**AIM**
Rewrite the material below, changing every "one point per instance" to "one point for each occurrence" and leaving all else untouched.

**RECORDS TO PROCESS**
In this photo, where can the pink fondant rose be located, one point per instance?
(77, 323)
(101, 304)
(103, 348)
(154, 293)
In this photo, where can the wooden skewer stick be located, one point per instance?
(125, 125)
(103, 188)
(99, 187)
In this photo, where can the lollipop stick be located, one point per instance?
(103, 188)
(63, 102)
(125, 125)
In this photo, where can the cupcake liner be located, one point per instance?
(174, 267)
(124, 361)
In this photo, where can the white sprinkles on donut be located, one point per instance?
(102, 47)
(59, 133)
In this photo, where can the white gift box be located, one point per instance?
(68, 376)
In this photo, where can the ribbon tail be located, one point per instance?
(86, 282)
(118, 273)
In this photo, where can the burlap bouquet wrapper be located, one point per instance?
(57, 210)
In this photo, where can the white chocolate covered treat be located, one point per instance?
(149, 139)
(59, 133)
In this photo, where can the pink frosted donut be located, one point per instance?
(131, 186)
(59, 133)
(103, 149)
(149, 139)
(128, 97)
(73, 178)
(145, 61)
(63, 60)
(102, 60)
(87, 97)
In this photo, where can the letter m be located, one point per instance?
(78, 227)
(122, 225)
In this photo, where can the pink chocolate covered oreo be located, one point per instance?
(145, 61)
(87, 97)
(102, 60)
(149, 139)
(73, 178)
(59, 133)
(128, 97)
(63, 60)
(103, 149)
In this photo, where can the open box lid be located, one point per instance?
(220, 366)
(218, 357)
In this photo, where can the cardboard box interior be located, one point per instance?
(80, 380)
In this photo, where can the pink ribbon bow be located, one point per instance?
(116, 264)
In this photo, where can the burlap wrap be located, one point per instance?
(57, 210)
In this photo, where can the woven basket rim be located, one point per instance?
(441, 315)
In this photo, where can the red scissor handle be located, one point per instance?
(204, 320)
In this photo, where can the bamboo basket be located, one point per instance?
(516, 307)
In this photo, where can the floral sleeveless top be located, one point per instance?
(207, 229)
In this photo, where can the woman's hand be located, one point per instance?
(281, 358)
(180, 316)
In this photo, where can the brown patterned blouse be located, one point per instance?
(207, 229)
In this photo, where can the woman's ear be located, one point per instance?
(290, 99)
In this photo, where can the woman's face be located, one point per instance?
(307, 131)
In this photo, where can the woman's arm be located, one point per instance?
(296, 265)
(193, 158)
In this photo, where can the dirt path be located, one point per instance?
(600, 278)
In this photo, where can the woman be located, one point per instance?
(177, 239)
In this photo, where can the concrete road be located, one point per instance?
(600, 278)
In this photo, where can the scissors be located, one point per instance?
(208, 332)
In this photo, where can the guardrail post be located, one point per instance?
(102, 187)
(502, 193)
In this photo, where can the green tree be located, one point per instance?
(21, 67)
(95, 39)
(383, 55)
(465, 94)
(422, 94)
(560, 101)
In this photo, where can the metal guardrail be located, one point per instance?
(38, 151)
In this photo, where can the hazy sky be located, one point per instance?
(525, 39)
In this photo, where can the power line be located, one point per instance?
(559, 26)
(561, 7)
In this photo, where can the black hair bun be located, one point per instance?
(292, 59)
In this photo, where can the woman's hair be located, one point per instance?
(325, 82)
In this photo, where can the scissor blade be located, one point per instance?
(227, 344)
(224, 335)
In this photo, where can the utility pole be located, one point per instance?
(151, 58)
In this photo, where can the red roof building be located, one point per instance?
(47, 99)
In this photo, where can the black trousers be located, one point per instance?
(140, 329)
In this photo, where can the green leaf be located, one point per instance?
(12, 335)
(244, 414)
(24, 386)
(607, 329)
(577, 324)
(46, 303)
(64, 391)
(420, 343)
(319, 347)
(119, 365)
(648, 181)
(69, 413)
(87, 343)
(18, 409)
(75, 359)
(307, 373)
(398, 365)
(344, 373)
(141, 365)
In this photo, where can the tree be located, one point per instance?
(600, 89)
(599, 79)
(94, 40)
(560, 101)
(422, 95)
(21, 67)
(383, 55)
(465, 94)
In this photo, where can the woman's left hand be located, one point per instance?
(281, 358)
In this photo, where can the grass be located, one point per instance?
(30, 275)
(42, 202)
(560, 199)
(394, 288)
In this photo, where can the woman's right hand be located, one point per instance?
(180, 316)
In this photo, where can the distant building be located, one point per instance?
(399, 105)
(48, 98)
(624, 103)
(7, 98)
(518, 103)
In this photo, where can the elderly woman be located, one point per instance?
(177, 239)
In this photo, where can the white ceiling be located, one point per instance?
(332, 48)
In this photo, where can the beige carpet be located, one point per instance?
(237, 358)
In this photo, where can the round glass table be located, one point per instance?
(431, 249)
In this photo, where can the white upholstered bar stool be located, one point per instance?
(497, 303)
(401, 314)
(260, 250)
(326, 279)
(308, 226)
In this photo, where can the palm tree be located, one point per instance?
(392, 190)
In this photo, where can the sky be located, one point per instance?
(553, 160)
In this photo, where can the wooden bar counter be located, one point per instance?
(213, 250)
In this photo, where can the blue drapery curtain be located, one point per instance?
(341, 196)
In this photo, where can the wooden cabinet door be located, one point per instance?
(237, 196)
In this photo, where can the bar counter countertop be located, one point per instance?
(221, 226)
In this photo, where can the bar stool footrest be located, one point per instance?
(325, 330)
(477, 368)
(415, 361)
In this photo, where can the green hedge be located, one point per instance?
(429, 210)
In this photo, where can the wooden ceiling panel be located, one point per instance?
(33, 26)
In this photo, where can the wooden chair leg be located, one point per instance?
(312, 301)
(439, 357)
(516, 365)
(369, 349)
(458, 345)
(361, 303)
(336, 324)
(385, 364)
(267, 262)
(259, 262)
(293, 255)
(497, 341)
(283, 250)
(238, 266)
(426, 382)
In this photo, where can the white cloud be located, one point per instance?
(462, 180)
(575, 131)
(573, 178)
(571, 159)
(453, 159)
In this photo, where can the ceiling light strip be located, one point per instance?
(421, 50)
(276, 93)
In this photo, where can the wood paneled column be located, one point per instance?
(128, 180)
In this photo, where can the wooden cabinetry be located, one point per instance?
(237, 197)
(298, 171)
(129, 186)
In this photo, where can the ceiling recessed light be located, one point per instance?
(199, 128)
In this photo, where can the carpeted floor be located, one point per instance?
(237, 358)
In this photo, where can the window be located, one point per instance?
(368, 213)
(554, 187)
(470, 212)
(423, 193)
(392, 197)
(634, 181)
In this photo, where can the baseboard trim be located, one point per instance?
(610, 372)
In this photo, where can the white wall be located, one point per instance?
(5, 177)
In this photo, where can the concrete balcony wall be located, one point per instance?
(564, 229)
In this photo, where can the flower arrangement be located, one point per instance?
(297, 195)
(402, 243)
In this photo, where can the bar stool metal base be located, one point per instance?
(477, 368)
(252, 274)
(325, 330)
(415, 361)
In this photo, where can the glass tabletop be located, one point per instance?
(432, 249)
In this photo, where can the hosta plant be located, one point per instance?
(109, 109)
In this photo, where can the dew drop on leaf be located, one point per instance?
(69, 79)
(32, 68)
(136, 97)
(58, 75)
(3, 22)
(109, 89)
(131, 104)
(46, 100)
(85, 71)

**SOLUTION FOR THIS PROBLEM**
In this photo, where can the pink fondant rose be located, one point for each occurrence?
(77, 323)
(101, 304)
(103, 348)
(154, 293)
In this photo, where can the wooden skewer stick be located, one point for each occurrence?
(125, 125)
(103, 188)
(99, 187)
In this photo, where can the lollipop stick be located, one point for each occurrence?
(103, 188)
(63, 102)
(125, 125)
In this photo, where can the cupcake liner be located, one point for each occurrence?
(174, 267)
(124, 361)
In this photo, where can the white sprinkles on donut be located, one point for each occurrence?
(102, 47)
(59, 133)
In this photo, where can the white gift box be located, one point for each occurrence?
(68, 376)
In this photo, where can the ribbon tail be located, one point for each occurrence?
(86, 282)
(118, 273)
In this photo, where can the burlap bouquet wrapper be located, one point for each occurrence?
(57, 210)
In this photo, where can the white chocolate covered treat be located, one point for each occurrence?
(149, 139)
(59, 133)
In this photo, where can the pink frosted donut be located, one point for each occurrence?
(131, 186)
(59, 133)
(103, 149)
(149, 139)
(128, 97)
(73, 178)
(145, 61)
(63, 60)
(102, 60)
(87, 97)
In this photo, where can the letter m be located, one point for each occurrence?
(78, 227)
(122, 225)
In this photo, where can the pink chocolate covered oreo be located, one point for each occurrence?
(145, 61)
(87, 97)
(102, 60)
(149, 139)
(73, 178)
(59, 133)
(128, 97)
(63, 60)
(103, 149)
In this photo, where can the open box lid be located, one point for each occurrence?
(220, 366)
(218, 357)
In this photo, where can the cardboard box interior be located, one point for each occurrence?
(80, 380)
In this photo, where can the pink ribbon bow be located, one point for each occurrence?
(116, 264)
In this photo, where can the burlap wrap be located, one point for each occurrence?
(57, 210)
In this photo, where can the woven basket rim be located, one point for each occurrence?
(441, 315)
In this photo, where can the red scissor handle be located, one point for each occurrence?
(204, 320)
In this photo, where can the bamboo basket be located, one point for each occurrence?
(516, 307)
In this photo, where can the floral sleeveless top be located, one point for each occurrence?
(207, 229)
In this photo, where can the woman's hand be located, one point for each occurrence?
(281, 358)
(180, 316)
In this photo, where can the brown patterned blouse be located, one point for each occurrence?
(207, 229)
In this photo, where can the woman's ear be located, one point for each occurrence?
(290, 99)
In this photo, where can the woman's face be located, one point for each occurrence?
(307, 131)
In this photo, where can the woman's arm be located, one point for each occurrence?
(296, 265)
(193, 158)
In this photo, where can the dirt path be located, one point for each occurrence?
(600, 278)
In this photo, where can the woman be located, one point for each occurrence?
(177, 239)
In this photo, where can the concrete road be located, one point for each occurrence?
(600, 278)
In this photo, where can the scissors be located, one point for each occurrence?
(208, 332)
In this photo, where can the guardrail post be located, one point for each occurrence?
(102, 187)
(502, 193)
In this photo, where can the green tree be located, one point for each occurrence?
(21, 67)
(95, 39)
(383, 55)
(465, 94)
(422, 94)
(560, 101)
In this photo, where can the metal guardrail be located, one point for each occurrence?
(38, 151)
In this photo, where can the hazy sky be located, one point for each occurrence?
(525, 39)
In this photo, where can the power line be located, one point for each occurrence?
(559, 26)
(561, 7)
In this photo, where can the black hair bun be located, one point for each occurrence?
(292, 59)
In this photo, where can the woman's hair be located, one point for each occurrence?
(325, 82)
In this photo, where can the scissor blade be located, one point for each occurrence?
(227, 344)
(224, 335)
In this photo, where can the utility pole be located, one point for each occurrence?
(151, 58)
In this photo, where can the red roof building be located, one point for each occurrence?
(47, 99)
In this photo, where can the black trousers be located, one point for each occurrence?
(140, 329)
In this photo, where can the green leaf be located, one point for each occurrence?
(12, 335)
(244, 414)
(24, 386)
(607, 329)
(577, 324)
(46, 303)
(64, 391)
(420, 343)
(319, 347)
(119, 365)
(648, 181)
(69, 413)
(87, 343)
(18, 409)
(75, 359)
(307, 373)
(398, 365)
(344, 373)
(141, 365)
In this photo, where can the tree be located, one point for each occurrence?
(600, 89)
(599, 79)
(94, 40)
(560, 101)
(422, 95)
(21, 67)
(383, 55)
(465, 94)
In this photo, where can the woman's left hand be located, one point for each occurrence?
(281, 358)
In this photo, where can the grass be located, one point for each occurrence?
(30, 275)
(42, 202)
(560, 199)
(394, 288)
In this photo, where can the woman's right hand be located, one point for each occurrence?
(180, 316)
In this photo, where can the distant building be located, one point for each occurrence?
(399, 105)
(48, 98)
(624, 103)
(7, 98)
(518, 103)
In this photo, where can the elderly woman be located, one point for each occurrence?
(177, 239)
In this photo, where can the white ceiling be located, one point for each occurrence?
(332, 48)
In this photo, where can the beige carpet be located, one point for each occurrence?
(237, 358)
In this photo, where can the round glass table be located, one point for each occurrence?
(431, 249)
In this photo, where can the white upholstered bar stool be located, one point for each occurrence?
(497, 303)
(401, 314)
(260, 250)
(326, 279)
(308, 226)
In this photo, where can the palm tree be located, one point for each occurrence?
(392, 190)
In this photo, where can the sky be located, one point for each occurrence?
(553, 160)
In this photo, where can the wooden bar counter be located, one point for each occurrence?
(213, 250)
In this photo, where can the blue drapery curtain be located, one point for each occurrence?
(341, 196)
In this photo, where can the wooden cabinet door be located, one point for each occurrence?
(237, 196)
In this photo, where can the bar counter countertop be located, one point for each occurrence?
(221, 226)
In this photo, where can the bar stool footrest be located, one point for each occurrence?
(325, 330)
(477, 368)
(415, 361)
In this photo, where can the green hedge be located, one point for each occurrence?
(429, 210)
In this photo, where can the wooden ceiling panel be located, one point for each occurrence?
(33, 26)
In this photo, where can the wooden chair leg be located, one point for each occurrence?
(312, 301)
(439, 357)
(516, 365)
(369, 349)
(458, 345)
(361, 303)
(336, 324)
(385, 364)
(267, 262)
(259, 262)
(293, 255)
(497, 341)
(283, 250)
(238, 266)
(426, 382)
In this photo, where can the white cloud be located, one point for each occurrence?
(462, 180)
(575, 131)
(573, 178)
(571, 159)
(453, 159)
In this photo, where can the ceiling light strip be located, one point for each occurrence?
(421, 50)
(276, 93)
In this photo, where can the wood paneled column be located, one point for each occurrence?
(128, 180)
In this photo, where can the wooden cabinetry be located, one point for each occurrence?
(237, 197)
(298, 171)
(129, 186)
In this photo, where can the ceiling recessed light be located, one point for each occurrence?
(199, 128)
In this photo, where can the carpeted floor be located, one point for each occurrence?
(237, 358)
In this photo, where can the window be located, one point for each occurrence?
(368, 213)
(554, 187)
(470, 212)
(423, 193)
(392, 197)
(634, 181)
In this photo, where can the baseboard trim be located, one point for each occurrence?
(610, 372)
In this photo, where can the white wall be located, one point for each occurrence?
(5, 177)
In this photo, where can the concrete balcony wall be located, one point for each occurrence?
(564, 229)
In this photo, where can the flower arrangement be located, one point for each occurrence?
(297, 195)
(402, 243)
In this photo, where can the bar stool metal base be located, one point for each occurrence?
(477, 368)
(252, 274)
(325, 330)
(415, 361)
In this photo, where can the glass tabletop be located, one point for each occurrence?
(432, 249)
In this photo, where can the hosta plant be located, one point for each occurrence?
(109, 109)
In this photo, where can the dew drop on leaf be located, one point for each occurrence?
(69, 79)
(32, 68)
(136, 97)
(58, 75)
(3, 22)
(109, 89)
(131, 104)
(46, 100)
(85, 71)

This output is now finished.